> **Required work**
Please write out the full listing beneath this line exactly, skipping its images.
***** Data to use *****
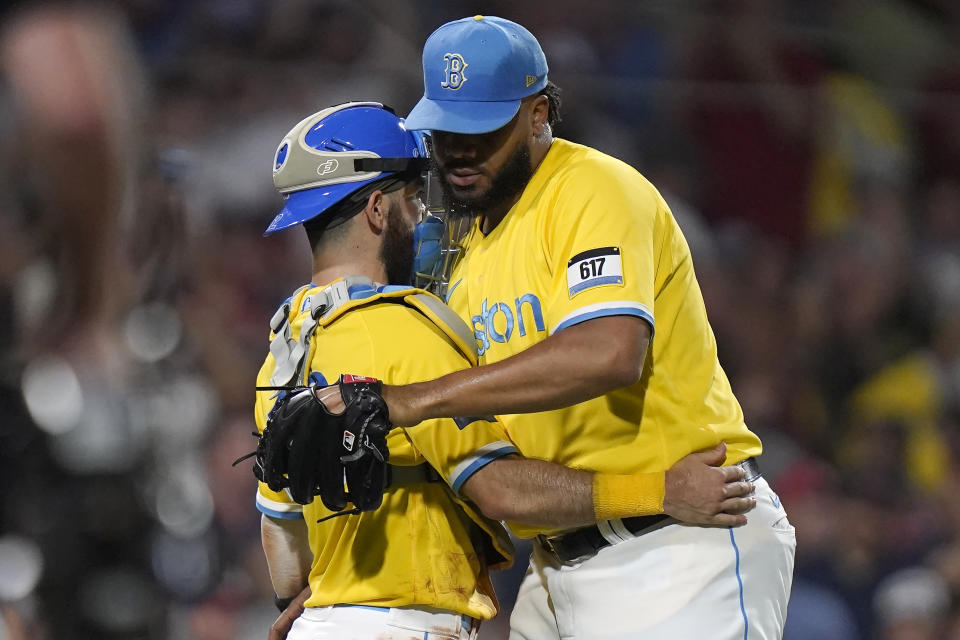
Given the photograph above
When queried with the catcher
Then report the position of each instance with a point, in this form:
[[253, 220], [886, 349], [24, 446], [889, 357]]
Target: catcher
[[394, 546]]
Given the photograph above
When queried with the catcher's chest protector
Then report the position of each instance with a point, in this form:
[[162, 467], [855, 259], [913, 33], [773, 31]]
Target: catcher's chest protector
[[326, 305]]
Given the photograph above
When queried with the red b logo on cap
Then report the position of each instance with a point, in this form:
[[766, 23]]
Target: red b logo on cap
[[453, 71]]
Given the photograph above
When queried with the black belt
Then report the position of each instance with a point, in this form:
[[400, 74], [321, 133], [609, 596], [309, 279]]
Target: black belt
[[586, 542], [398, 476]]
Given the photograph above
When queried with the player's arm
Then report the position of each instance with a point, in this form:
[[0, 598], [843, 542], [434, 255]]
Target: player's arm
[[288, 554], [287, 550], [546, 494], [578, 363]]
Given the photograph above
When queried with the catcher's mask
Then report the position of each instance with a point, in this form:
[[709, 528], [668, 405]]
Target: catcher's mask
[[341, 155], [438, 241]]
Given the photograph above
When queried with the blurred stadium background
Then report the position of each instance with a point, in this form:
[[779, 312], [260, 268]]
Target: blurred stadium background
[[810, 150]]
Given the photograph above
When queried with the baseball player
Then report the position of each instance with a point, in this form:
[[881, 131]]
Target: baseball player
[[589, 322], [417, 565]]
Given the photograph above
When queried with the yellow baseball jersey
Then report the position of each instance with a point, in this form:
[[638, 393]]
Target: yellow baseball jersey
[[424, 545], [591, 237]]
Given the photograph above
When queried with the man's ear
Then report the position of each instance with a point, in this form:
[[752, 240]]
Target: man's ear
[[539, 114], [376, 211]]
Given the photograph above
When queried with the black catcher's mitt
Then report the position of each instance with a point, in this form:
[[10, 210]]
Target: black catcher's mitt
[[339, 457]]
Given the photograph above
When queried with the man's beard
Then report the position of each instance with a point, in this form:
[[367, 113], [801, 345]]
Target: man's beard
[[505, 185], [396, 248]]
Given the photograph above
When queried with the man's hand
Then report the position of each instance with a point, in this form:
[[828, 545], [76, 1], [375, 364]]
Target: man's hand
[[401, 401], [701, 491], [282, 625]]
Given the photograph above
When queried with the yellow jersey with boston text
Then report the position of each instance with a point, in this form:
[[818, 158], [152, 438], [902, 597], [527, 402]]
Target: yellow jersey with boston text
[[591, 237], [424, 546]]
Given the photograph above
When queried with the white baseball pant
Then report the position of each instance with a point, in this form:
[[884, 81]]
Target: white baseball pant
[[677, 582]]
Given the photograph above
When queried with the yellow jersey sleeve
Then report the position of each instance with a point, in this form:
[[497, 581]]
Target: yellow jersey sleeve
[[598, 241]]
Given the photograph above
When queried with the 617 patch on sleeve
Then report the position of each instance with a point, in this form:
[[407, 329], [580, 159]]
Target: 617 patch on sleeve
[[594, 268]]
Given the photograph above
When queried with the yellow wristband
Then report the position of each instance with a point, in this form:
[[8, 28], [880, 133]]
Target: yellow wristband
[[623, 496]]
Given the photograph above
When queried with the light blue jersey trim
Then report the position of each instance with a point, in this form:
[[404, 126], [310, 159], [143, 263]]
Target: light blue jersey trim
*****
> **Task result**
Given the photograph above
When queried with the catcher
Then report the position of each instance with a point, in this form:
[[253, 220], [886, 349], [24, 446], [889, 357]]
Target: catcher
[[394, 546]]
Given the photograph above
When queried with the catcher's chest protector
Then report the position of each instance with a point, in this form:
[[162, 467], [855, 259], [913, 33], [773, 31]]
Target: catcher's chest protector
[[326, 305]]
Given the photograph above
When queried with the red b logo on cap
Then report the position of each instance with a point, in this form:
[[766, 23]]
Target: red b logo on cap
[[453, 71]]
Given the photograph above
When queried with the black belt
Then report the position of each instance with a point, in this form:
[[400, 74], [321, 133], [609, 596], [309, 279]]
Target: black belt
[[586, 542], [398, 476]]
Given the photograph above
When queried with the player's arm
Then report the position of each instance with a point, in this form:
[[0, 598], [843, 542], [434, 255]]
Target: player's arm
[[288, 554], [287, 550], [546, 494], [578, 363]]
Given the photograph above
When queried with the catcher's mask
Then report the position of each instance with a point, in this form:
[[709, 528], [668, 405]]
Target: catcher's mask
[[341, 155], [438, 241]]
Given the photograph above
When queried with the blurred stadium background
Then report the position of each instance with a point, in this form:
[[779, 312], [260, 268]]
Target: blurred stadium background
[[810, 150]]
Given the photograph above
When queried with the baseball player
Then report the position of each instance with a point, in this form:
[[881, 131]]
Target: baseball player
[[589, 322], [417, 565]]
Given the photograph above
When queried with the yellow baseball jersey
Then report the position of each instance with a point, in this form:
[[638, 393]]
Target: yellow baseball jersey
[[424, 545], [591, 237]]
Given the photograph above
When queried with the man's ear
Then report the position of each instance with a point, in this form:
[[752, 240]]
Target: man's ear
[[539, 114], [376, 211]]
Given the photograph above
When queried with the black catcher's mitt
Then report the position of each instance with a point, in this form:
[[10, 210]]
Target: black catcher's mitt
[[339, 457]]
Given the photograph above
When queried with the man's beard
Then report the position of each instance with a point, in this form:
[[367, 113], [801, 345]]
Target: man's beard
[[505, 185], [396, 248]]
Given the photograph above
When queried with the man's hand
Then report the position of each instance with a point, in this form:
[[828, 545], [76, 1], [375, 364]]
Target: man's hand
[[401, 401], [701, 491], [282, 625]]
Given the photograph above
When queried with the yellow jersey with boston text
Then report the position of each instance with a point, in this form:
[[818, 158], [152, 438], [902, 597], [527, 402]]
Target: yellow jersey with boston text
[[591, 237], [424, 546]]
Given the photograph above
When queried with the white baseball pant
Then report the position of each instance with a point, in this form:
[[884, 81]]
Target: white baseball pant
[[677, 582]]
Given the photograph above
When queried with the yellow jersey sleeve
Then report the position of each instance with a point, in this form:
[[497, 581]]
Target: yellow jersey sleeve
[[598, 241]]
Given the photograph above
When queried with the 617 patch on sleeve
Then report the position of each instance with a point, in this form:
[[407, 329], [580, 159]]
Target: 617 patch on sleeve
[[594, 268]]
Given the photograph above
When queried with the yellow wristband
Then report the position of each instance with a point, in this form:
[[8, 28], [880, 133]]
Target: yellow wristband
[[623, 496]]
Given the photograph above
When queried with the light blue jersey trim
Then report the position of each instance with a point, in this form:
[[404, 126], [310, 159], [143, 263]]
Target: light blue jersey trim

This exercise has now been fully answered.